Reproduce the listing below without changes, except that pictures are left out.

── THE RECORDS ──

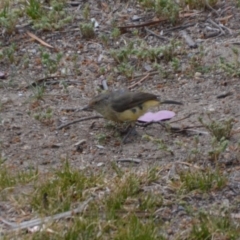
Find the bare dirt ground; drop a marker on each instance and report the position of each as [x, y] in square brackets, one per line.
[31, 139]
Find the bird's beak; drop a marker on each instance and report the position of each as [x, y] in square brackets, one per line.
[171, 102]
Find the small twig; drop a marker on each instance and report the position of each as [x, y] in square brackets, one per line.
[184, 26]
[34, 222]
[212, 9]
[134, 160]
[188, 39]
[140, 81]
[41, 80]
[154, 34]
[216, 25]
[122, 28]
[78, 120]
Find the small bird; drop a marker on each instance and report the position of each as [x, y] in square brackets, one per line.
[125, 106]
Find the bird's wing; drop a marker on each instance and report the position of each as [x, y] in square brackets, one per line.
[130, 100]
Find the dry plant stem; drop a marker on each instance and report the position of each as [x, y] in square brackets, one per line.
[216, 25]
[78, 120]
[122, 28]
[212, 9]
[131, 160]
[34, 222]
[188, 39]
[154, 34]
[140, 81]
[181, 27]
[41, 80]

───

▶ [EXERCISE RESPONSE]
Find the bare dirt ground; drop a marker on each instance and report the position of each as [x, y] in square brackets, one per line.
[31, 139]
Find the bird's beak; drop a marker on each instance and report the position of each as [x, y] in square brackets, one per line.
[171, 102]
Find the small twig; drop a marker on each instance and report the position of each as [x, y] in square brackets, one per line.
[184, 26]
[34, 222]
[212, 9]
[134, 160]
[188, 39]
[140, 81]
[41, 80]
[154, 34]
[216, 25]
[122, 28]
[78, 120]
Find the small bird; drop a marker on each instance and report the position of each as [x, y] in square brackets, one per line.
[125, 106]
Find the bird's wing; drop a marker on each instance and report the position of each as [x, y] in square brackets, one per line.
[130, 100]
Find the dry plant stem; drop a marker on each instance and report the position of each as [x, y] in square brackets, one per line.
[216, 25]
[78, 120]
[122, 28]
[212, 9]
[131, 160]
[34, 222]
[188, 39]
[154, 34]
[140, 81]
[181, 27]
[41, 80]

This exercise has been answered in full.